> **CHALLENGE 1**
Locate every line of the rows that contains the string "steel", and copy each of those lines. Case counts.

> **GIVEN TEXT**
It Takes a Village: How I Prepared for My Summer Abroad

Jun 2, 2019 11:01:00 AM / by Ben Gunduz

For Ben, studying abroad was a concentrated effort that took a lot of planning. In his first post from Buenos Aires, he shares how he prepared for this experience with the help of people from his college and CAPA's advisors. And not forgetting the fun part of it all—he also talks about looking at recommendations and mapping out what to do and where to go in the city!

I have always valued traveling to new places, learning about new cultures, and embracing different lifestyles. In college, studying abroad is the best way to do that; taking culture-based classes just doesn’t compare. In fact, I have centered my whole education around this principle. By studying International Business at Northeastern University, I will be able to take advantage of a two-year, dual degree study abroad opportunity in Madrid. With a chance to live in Spain and explore Europe across those two years, I set my focus on Latin America, both so I could experience a totally new culture to me, and so I could continue to practice my Spanish. What many students may not realize until it is too late is that study abroad opportunities don’t just come to you. It takes a concentrated effort and a lot of time, but the rewards are unmatchable.

In my case, I met with student mentors, Northeastern’s Global Experience Office, my Financial Aid Counselor, and my Academic Advisor. Having explored all of the options listed on Northeastern’s website, I settled on CAPA Buenos Aires. This particular study abroad had everything I was looking for: a homestay opportunity, the chance to do an internship, coursework pertinent to my degree path, Spanish immersion, and a vibrant, bustling city. Having chosen an opportunity to pursue, I filled out the application and maintained constant contact via email with CAPA. Studying abroad is expensive, and sorting out the details can be complicated; I highly suggest reaching out to CAPA and resources at your school. My CAPA advisor, Mary Brown, was crucial for me to be able to take advantage of the opportunity (Thanks, Mary!!). CAPA’s team is extremely helpful, always willing to help, and I even had a chance to meet with them since CAPA is headquartered in Boston.

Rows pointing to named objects

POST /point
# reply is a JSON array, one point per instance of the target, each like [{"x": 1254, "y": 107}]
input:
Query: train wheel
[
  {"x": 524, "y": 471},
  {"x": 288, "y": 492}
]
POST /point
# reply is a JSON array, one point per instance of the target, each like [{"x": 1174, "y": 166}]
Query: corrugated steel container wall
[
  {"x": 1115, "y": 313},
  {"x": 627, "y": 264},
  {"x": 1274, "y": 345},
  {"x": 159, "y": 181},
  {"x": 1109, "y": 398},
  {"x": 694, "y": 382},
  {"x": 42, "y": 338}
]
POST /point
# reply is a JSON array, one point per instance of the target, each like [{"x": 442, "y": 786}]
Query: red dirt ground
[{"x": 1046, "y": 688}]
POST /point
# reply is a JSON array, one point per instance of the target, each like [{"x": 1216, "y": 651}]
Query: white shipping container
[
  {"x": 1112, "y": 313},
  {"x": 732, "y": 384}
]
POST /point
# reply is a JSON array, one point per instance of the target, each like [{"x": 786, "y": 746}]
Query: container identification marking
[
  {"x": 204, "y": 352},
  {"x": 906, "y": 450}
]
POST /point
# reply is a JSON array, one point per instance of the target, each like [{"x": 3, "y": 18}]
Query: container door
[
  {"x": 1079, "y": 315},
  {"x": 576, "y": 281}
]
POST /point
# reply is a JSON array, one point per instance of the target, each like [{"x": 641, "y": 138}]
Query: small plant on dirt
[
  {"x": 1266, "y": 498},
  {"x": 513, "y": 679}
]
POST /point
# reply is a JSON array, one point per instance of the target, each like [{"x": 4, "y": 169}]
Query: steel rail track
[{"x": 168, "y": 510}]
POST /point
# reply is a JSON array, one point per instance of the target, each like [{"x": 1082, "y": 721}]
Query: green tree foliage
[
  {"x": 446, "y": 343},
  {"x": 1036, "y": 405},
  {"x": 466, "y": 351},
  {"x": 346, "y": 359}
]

> **CHALLENGE 2**
Answer these questions from the study abroad post:
(a) What does the writer study, and at which university?
(b) Who was the writer's CAPA advisor?
(c) In which city is CAPA headquartered?

> **WRITTEN SOLUTION 1**
Query: corrugated steel container wall
Query: steel rail track

> **WRITTEN SOLUTION 2**
(a) International Business at Northeastern University
(b) Mary Brown
(c) Boston